┌──

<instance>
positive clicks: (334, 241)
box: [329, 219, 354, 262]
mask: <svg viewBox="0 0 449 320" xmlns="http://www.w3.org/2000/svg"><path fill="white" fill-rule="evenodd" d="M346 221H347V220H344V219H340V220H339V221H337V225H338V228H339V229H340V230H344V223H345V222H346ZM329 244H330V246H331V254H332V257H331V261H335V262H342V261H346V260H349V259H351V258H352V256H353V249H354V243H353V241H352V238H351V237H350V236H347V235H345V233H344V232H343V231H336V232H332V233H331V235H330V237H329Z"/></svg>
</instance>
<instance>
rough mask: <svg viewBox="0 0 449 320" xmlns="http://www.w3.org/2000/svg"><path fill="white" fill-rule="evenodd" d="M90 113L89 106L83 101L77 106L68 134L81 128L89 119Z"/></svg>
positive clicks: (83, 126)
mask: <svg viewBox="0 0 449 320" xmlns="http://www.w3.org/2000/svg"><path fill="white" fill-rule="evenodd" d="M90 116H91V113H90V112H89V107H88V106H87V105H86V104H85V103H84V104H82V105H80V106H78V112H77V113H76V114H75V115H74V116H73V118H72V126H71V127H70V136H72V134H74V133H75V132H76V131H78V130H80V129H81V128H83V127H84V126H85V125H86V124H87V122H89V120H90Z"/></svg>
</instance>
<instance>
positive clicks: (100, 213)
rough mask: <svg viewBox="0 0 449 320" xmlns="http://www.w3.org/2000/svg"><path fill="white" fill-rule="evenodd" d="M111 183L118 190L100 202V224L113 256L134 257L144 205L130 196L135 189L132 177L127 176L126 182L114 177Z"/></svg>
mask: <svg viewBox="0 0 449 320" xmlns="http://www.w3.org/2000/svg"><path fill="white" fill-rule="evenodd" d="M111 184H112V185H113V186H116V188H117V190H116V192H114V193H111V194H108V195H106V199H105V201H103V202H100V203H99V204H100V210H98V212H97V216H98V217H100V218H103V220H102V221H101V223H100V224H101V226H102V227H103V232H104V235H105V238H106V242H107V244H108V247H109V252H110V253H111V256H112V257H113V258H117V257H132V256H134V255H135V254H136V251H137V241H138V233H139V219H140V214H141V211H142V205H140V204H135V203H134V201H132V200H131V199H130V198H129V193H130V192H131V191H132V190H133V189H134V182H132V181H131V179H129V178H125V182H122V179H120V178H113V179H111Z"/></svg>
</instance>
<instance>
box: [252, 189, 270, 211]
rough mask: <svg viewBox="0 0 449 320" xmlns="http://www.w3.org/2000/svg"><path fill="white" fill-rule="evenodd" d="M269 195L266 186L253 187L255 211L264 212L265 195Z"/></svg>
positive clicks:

└──

* JOB ITEM:
Pull out every line of the data above that contains the word "clicks".

* OUTPUT OF THE EXERCISE:
positive clicks: (334, 241)
positive clicks: (83, 126)
positive clicks: (100, 213)
positive clicks:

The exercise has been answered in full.